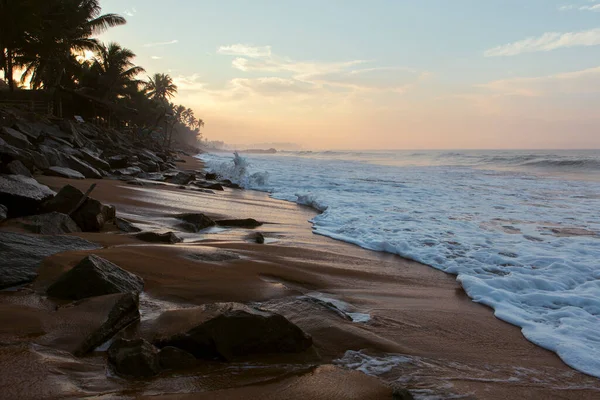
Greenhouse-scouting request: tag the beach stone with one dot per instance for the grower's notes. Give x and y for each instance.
(195, 222)
(126, 226)
(86, 169)
(64, 173)
(14, 138)
(129, 171)
(48, 224)
(402, 394)
(119, 161)
(23, 253)
(134, 358)
(82, 326)
(182, 178)
(91, 216)
(174, 358)
(239, 223)
(94, 276)
(230, 330)
(22, 195)
(153, 237)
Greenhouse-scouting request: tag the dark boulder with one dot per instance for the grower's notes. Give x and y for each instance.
(119, 161)
(23, 253)
(126, 226)
(94, 276)
(231, 330)
(86, 169)
(64, 173)
(14, 138)
(239, 223)
(93, 160)
(182, 178)
(153, 237)
(134, 358)
(48, 224)
(195, 222)
(16, 167)
(174, 358)
(22, 195)
(91, 216)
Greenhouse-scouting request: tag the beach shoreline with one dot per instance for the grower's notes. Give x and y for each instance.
(406, 323)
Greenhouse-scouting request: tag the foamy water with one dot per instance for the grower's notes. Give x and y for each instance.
(519, 229)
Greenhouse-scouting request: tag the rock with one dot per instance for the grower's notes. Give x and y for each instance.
(119, 161)
(86, 169)
(182, 178)
(129, 171)
(14, 138)
(23, 253)
(94, 276)
(90, 217)
(64, 173)
(48, 224)
(195, 222)
(94, 160)
(259, 238)
(22, 195)
(402, 394)
(135, 358)
(174, 358)
(126, 226)
(16, 167)
(239, 223)
(231, 330)
(153, 237)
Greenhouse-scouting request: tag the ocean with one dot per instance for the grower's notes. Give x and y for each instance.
(519, 229)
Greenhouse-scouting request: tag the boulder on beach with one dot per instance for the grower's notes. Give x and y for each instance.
(94, 276)
(126, 226)
(134, 358)
(231, 330)
(90, 216)
(64, 173)
(195, 222)
(23, 253)
(22, 195)
(174, 358)
(53, 223)
(239, 223)
(16, 167)
(153, 237)
(82, 326)
(182, 178)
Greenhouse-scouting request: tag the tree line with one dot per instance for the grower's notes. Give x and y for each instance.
(49, 43)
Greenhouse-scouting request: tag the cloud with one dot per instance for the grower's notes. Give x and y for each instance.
(161, 43)
(245, 50)
(577, 82)
(547, 42)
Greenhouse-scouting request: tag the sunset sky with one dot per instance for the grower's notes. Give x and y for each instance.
(379, 74)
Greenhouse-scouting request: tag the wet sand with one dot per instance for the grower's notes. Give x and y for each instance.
(424, 332)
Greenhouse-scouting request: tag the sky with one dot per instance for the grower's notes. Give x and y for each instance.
(377, 74)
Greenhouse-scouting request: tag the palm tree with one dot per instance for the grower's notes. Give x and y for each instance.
(114, 71)
(160, 87)
(67, 26)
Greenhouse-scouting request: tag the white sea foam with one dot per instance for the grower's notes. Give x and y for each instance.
(502, 233)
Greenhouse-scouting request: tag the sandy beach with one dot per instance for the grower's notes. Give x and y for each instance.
(410, 325)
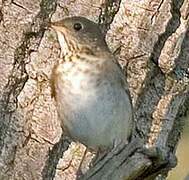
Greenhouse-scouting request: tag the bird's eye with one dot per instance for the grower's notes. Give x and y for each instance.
(77, 26)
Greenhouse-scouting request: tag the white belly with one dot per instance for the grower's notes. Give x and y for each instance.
(94, 115)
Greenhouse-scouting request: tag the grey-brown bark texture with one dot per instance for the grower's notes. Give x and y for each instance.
(151, 39)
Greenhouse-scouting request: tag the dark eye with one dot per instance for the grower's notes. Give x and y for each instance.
(77, 26)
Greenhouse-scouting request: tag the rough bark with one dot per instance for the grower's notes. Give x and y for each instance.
(151, 40)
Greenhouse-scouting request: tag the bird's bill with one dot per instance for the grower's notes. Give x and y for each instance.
(57, 27)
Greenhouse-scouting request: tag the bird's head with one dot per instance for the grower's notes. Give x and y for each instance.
(77, 34)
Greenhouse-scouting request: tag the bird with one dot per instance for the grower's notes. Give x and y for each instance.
(89, 87)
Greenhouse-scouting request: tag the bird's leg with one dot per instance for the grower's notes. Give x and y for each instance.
(79, 170)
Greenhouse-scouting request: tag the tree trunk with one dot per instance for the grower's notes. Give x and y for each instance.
(151, 40)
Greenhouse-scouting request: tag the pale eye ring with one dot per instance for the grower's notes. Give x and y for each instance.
(77, 26)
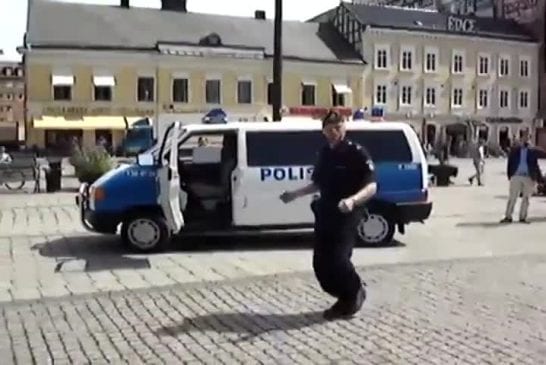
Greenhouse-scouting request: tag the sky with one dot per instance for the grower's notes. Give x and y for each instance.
(13, 14)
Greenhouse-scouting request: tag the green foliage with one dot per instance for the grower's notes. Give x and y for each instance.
(91, 163)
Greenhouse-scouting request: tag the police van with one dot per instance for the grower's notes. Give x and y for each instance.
(209, 179)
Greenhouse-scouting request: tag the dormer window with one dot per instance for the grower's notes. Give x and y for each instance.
(212, 39)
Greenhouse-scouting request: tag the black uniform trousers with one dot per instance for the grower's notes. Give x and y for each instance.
(335, 236)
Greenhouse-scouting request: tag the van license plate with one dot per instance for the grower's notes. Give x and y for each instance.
(407, 166)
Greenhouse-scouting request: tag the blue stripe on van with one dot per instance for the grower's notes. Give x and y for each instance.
(399, 182)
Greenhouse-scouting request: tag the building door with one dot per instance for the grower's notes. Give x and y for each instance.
(504, 138)
(431, 134)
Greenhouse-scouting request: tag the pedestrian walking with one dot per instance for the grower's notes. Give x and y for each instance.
(344, 175)
(478, 159)
(523, 173)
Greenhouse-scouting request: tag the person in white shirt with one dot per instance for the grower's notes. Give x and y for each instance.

◇ ◇ ◇

▶ [What you have to do]
Word for word, repeat all the data, but not its images.

▶ [Exercise solution]
Greenhouse-scouting request: tag the beach stone with one dot per instance for the grower's notes. Give x and y for each instance.
(195, 222)
(126, 226)
(86, 169)
(64, 173)
(14, 138)
(129, 171)
(48, 224)
(402, 394)
(119, 161)
(23, 253)
(134, 358)
(82, 326)
(182, 178)
(91, 216)
(174, 358)
(239, 223)
(94, 276)
(230, 330)
(22, 195)
(153, 237)
Greenhouse-scouting request: tag the dark boulder with one dot per instance for the grower's notes. Give x and y for each instance.
(119, 161)
(23, 253)
(126, 226)
(94, 276)
(231, 330)
(86, 169)
(64, 173)
(14, 138)
(239, 223)
(93, 160)
(182, 178)
(153, 237)
(134, 358)
(48, 224)
(195, 222)
(16, 167)
(174, 358)
(22, 195)
(91, 216)
Greenhouse-scouting request: tag the beach shoreline with one dot per instance for the grower's notes. Give x and y for each instance.
(406, 323)
Greenhouse-scouting request: tag the foamy water with one dot per instance for the grower's notes. Give x and y for each instance.
(519, 229)
Greenhouse-scouting request: tag the rock with one dot per instance for the grower's notes. Give x and y for each instance.
(119, 161)
(86, 169)
(182, 178)
(129, 171)
(14, 138)
(23, 253)
(94, 276)
(90, 217)
(64, 173)
(48, 224)
(195, 222)
(94, 160)
(259, 238)
(22, 195)
(402, 394)
(135, 358)
(174, 358)
(126, 226)
(16, 167)
(239, 223)
(231, 330)
(153, 237)
Greenhouse-scouting request: tag the ocean with one dot per instance for the grower's notes. Give x and y for each instance.
(519, 229)
Greenhouse-scouting request: tag the boulder on beach with one dot per instance for the grower's notes. Give x and y for each instance.
(94, 276)
(126, 226)
(134, 358)
(231, 330)
(90, 216)
(64, 173)
(195, 222)
(23, 253)
(22, 195)
(174, 358)
(53, 223)
(239, 223)
(16, 167)
(153, 237)
(82, 326)
(182, 178)
Greenhouse-scouting request: tag the tree line with one dot per instance for the grower's notes. Give x and y for each instance.
(49, 43)
Greenhouse-scouting request: tag the cloud with one dot per instance for the grower's notes. Give x and y for each instance.
(161, 43)
(245, 50)
(577, 82)
(547, 42)
Greenhouse-scouting request: tag the sunset sky with one dot per instance for the grower's notes. Give x and y for each instance.
(379, 74)
Greenhouse-scouting request: tag the wet sand with one dot per instance for the grower's notes. Give x and y for each instance.
(424, 332)
Greenhouse-scouting request: tag the sky with one dot per instance for the grower's notes. Give x and y for each instance.
(377, 74)
Greenhouse-scouting request: tag the palm tree with one dot per instance for the grower's notes. Give x and y for each instance.
(114, 71)
(160, 87)
(67, 26)
Greenhouse-scouting request: tag the white sea foam with one dot per instance for the grower's notes. Give x and y for each instance.
(502, 233)
Greenhouse-scouting request: tag the sandy beach with one dot per instance for the grower's notes. Give x and y for each instance.
(410, 325)
Greenhouse-scouting request: tag the bird's eye with one dot per instance for the grower's notes. Give x and y for each instance.
(77, 26)
Greenhouse-scouting request: tag the white belly with one dot per instance for the grower's notes. Give x and y for each instance.
(94, 115)
Greenhouse-scouting request: tag the grey-brown bark texture with one dot per instance for the grower's notes. Give x and y for each instance.
(151, 39)
Greenhouse-scouting request: tag the dark eye with one dot per instance for the grower's notes. Give x and y for each instance.
(77, 26)
Greenhouse-scouting request: tag the rough bark with one dot per instance for the grower's notes. Give x and y for each instance.
(151, 40)
Greenhouse-scouting request: tag the bird's bill with one dot per instance for the grower's notes. Give x and y for each instance.
(57, 27)
Greenhouse-scouting request: tag the bird's head with one dot per instance for the grower's notes. Give x and y for each instance.
(77, 34)
Greenhouse-scouting request: tag the bird with one dot per instance for the grower's notes. Give x and y for each instance.
(89, 87)
Greenhouse-scouting request: tag the bird's leg with one dot per instance for the grower's notes. Give x and y for each instance.
(79, 170)
Greenhouse-scouting request: tag the tree trunk with one dot per instance for the grower's notes. Give x and y for each instance.
(151, 40)
Greenhouse-scouting request: tag the pale eye ring with one dot per instance for the grower's notes. Give x and y for each instance.
(77, 26)
Greenhouse-scouting request: tag the sky with one dot per instance for the grower's notes. Give x and y for each instance.
(13, 14)
Greenhouse-scouting request: tag the green foliage with one dot per instance for the grower's notes. Give x and y for each instance.
(91, 163)
Greenhouse-scouting request: tag the police van with one dot per instance for the grower's notes. Give x and y for each instance.
(209, 179)
Greenhouse-scouting request: tag the dormer window with one dot per instance for the grower's notes. Give x and y for each instance.
(212, 39)
Greenhouse-scouting request: tag the black uniform trousers with one dot per instance for the grower's notes. Give x and y for each instance.
(335, 236)
Greenhouse-scouting request: tag the van license plate with one dot per instance for the grower's notes. Give x and y for each instance.
(407, 166)
Greenhouse-scouting request: tag the blue stripe on van with one dot per instance for the grower's notes. Give x and y for each instance.
(399, 182)
Greenhouse-scouting request: tag the building door with one dot per instance for the grower's notes. Give x and y for each instance.
(504, 138)
(431, 134)
Greenhouse-scouting request: tag the pedestrian walking with one dot per instance for the grower's notes. Give x and y for each instance.
(344, 175)
(478, 159)
(523, 173)
Greenhouse-scouting request: tag the person in white shirt with one dot per instance for the grower's notes. Give x and y for each instance.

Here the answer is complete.